_Given instruction a_.
Answer these questions about the excerpt on the Milwaukee school budget, one per line:
(i) How much money does the budget give the Milwaukee Public Schools, and for how many school nurses?
(ii) What is the writer's book about?
(iii) Over roughly what period does the writer ask what has been done to change inner-city public schools?

Last week, in the just-passed Wisconsin State budget, a couple of lines give four million dollars (in new state and federal money) to the Milwaukee Public Schools for 24 school nurses.

Sometimes it’s hard to trace the influences behind policy changes. But in this case, I know for certain that these lines in the budget are a direct result of the work done by myself and a small number of leaders in Milwaukee’s MOVE congregational organizing group. It is because of MOVE and our work that thousands of the poorest students in Milwaukee will have health services that they did not have before.

BE LIKE ME?

Most of us spend a lot of time working with teachers, or writing articles. Few of us spend any time working to generate power to contest the forces that prevent our ideas and pedagogical advice from leading to significant change.

Some have misread or misheard me as arguing that everyone should do what “I” do, and that anything else is worthless. This isn’t my argument at all. Many of us do very important work, and I’m working, myself, on a book about Dewey and democratic theory. So I’d be a hypocrite if I said everyone should put their pens down and get out of schools and join organizing groups.

The problem is not that everyone needs to change. People have different skills and gifts. Teachers need to learn to teach, and we still need to think about how to teach better.

THE NEED TO CHANGE DIRECTION

The problem is that work on schools is almost ALL we do, and it is NOT ENOUGH. Our focus has remained so narrowly on teacher education that we constantly ignore the fact that pedagogical and administrative skills aren’t really the core problems facing inner-city children.

What have we really done to change the reality of inner-city public schools and, more importantly, the success of students coming out of these schools in the last four decades or so? Maybe we’ve kept things from getting worse. Have we made things better on any broad scale? The honest answer would have to be: NO.

For the vast majority of children in inner-city schools, WE HAVE FAILED. I’m not sure how anyone could honestly argue anything else.

_Information given_.
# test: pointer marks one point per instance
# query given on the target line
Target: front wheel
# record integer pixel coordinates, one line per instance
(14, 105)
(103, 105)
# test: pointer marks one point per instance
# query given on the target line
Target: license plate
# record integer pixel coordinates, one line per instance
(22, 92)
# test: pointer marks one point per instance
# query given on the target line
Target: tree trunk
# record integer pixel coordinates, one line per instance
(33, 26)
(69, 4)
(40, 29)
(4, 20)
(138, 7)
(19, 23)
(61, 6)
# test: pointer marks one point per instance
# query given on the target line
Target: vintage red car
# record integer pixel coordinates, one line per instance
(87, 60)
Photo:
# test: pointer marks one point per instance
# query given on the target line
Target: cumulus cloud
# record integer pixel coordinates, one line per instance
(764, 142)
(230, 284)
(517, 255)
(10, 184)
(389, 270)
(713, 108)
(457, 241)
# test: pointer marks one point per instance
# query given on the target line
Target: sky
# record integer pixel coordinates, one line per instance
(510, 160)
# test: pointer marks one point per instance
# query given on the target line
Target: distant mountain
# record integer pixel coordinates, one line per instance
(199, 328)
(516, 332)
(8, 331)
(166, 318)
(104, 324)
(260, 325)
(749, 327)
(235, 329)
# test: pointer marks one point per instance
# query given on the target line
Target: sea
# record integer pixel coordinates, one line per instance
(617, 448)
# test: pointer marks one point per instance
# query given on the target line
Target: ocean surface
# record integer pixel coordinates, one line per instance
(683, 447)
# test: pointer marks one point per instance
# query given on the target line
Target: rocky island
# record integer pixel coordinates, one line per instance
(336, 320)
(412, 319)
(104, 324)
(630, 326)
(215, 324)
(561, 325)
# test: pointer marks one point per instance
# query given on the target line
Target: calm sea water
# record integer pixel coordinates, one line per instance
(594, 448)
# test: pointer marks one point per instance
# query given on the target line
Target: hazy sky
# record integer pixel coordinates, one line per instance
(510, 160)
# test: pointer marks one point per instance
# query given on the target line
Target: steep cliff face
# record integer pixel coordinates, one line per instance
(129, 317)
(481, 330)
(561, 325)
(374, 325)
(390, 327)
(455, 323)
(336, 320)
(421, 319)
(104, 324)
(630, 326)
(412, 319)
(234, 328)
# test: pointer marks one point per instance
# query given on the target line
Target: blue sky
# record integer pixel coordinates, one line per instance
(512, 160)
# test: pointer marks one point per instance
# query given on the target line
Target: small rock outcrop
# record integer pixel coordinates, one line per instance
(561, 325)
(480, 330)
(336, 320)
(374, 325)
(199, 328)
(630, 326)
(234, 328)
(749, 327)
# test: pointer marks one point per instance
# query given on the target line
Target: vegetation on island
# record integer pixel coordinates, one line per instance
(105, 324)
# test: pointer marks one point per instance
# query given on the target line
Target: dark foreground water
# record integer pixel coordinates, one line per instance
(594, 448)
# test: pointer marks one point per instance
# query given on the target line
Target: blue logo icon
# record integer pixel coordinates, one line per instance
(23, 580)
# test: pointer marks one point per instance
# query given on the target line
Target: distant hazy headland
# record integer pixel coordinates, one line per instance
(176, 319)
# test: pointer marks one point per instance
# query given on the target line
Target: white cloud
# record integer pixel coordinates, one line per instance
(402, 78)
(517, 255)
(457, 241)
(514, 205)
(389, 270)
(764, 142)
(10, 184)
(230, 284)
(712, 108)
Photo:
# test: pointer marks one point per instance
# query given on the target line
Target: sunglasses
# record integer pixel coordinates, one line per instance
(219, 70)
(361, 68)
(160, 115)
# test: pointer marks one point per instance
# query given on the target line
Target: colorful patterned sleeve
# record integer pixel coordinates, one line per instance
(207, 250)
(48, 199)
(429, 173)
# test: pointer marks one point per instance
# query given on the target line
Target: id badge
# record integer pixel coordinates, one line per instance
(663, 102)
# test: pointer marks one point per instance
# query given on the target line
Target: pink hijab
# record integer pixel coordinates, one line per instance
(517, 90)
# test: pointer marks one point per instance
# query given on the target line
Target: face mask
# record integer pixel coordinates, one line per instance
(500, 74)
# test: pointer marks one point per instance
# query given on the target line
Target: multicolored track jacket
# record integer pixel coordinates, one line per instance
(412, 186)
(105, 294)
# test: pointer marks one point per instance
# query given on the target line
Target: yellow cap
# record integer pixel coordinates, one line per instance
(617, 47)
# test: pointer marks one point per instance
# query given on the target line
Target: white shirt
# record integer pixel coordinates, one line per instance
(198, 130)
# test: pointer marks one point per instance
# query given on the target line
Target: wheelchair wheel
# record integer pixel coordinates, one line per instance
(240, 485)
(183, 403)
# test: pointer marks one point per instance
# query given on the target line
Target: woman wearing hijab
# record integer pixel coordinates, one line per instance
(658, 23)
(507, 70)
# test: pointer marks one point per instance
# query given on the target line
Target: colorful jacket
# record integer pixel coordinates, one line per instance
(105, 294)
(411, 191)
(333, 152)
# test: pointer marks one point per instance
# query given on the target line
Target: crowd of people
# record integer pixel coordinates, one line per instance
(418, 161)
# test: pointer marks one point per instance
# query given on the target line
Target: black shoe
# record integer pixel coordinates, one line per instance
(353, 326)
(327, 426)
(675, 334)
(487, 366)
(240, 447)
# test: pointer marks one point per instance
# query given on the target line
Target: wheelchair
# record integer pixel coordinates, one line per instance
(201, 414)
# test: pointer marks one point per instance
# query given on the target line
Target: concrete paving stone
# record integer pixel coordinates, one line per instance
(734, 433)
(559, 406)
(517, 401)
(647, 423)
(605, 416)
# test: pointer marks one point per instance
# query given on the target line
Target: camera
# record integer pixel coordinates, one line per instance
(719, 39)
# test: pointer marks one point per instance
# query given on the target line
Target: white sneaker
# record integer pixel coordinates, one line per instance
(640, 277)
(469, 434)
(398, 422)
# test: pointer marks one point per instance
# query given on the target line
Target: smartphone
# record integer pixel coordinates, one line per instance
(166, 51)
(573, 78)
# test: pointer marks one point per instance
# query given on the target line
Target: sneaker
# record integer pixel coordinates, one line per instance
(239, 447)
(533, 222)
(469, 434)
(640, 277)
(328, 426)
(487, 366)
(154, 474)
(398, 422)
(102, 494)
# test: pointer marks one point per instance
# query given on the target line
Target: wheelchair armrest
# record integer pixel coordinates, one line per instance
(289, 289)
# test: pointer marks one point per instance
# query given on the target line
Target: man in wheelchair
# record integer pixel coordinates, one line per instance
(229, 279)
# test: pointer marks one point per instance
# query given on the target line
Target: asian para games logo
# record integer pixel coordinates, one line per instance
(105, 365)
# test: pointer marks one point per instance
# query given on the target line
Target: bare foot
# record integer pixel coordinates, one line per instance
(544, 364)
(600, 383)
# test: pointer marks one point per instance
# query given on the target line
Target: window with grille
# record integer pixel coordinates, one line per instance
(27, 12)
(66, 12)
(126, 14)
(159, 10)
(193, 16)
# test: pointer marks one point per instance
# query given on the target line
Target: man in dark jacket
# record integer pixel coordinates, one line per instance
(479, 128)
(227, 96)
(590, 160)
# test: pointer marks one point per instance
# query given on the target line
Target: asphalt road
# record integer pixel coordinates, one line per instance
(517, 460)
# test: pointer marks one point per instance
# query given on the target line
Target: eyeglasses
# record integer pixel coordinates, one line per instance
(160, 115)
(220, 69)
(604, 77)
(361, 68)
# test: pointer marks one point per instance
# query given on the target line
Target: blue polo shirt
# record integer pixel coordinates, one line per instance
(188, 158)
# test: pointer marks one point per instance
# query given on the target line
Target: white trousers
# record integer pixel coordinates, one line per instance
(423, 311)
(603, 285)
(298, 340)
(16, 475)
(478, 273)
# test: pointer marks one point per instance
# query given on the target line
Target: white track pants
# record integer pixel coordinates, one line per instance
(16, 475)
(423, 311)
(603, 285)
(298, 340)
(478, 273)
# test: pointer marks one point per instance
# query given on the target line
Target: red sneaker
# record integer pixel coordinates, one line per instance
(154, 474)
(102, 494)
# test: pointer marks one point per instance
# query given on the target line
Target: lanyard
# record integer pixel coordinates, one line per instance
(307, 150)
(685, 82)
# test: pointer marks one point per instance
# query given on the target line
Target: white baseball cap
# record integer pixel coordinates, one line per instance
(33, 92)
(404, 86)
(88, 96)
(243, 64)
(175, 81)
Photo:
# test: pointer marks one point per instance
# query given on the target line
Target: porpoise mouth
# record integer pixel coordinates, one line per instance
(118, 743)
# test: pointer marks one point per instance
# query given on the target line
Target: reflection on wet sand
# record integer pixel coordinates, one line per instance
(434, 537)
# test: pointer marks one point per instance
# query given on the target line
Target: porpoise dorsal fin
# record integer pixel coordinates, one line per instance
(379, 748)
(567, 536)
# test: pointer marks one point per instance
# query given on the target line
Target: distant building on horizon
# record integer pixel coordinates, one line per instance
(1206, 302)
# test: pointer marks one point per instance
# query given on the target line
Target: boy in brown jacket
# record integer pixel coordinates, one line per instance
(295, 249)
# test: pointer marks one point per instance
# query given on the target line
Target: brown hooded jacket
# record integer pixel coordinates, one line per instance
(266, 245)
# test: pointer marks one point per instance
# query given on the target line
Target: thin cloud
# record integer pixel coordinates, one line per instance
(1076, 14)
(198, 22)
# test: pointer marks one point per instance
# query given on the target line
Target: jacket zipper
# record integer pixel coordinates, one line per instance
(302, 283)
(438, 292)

_Given instruction b_.
Which lines of the listing contain the string "jacket"? Report each one in full, and note that case counts.

_Exercise response a_.
(i) Four million dollars, for 24 school nurses.
(ii) Dewey and democratic theory.
(iii) The last four decades or so.

_Exercise response b_.
Target: multicolored track jacket
Target: colorful jacket
Target: man in dark jacket
Target: boy in brown jacket
Target: brown hooded jacket
Target: jacket zipper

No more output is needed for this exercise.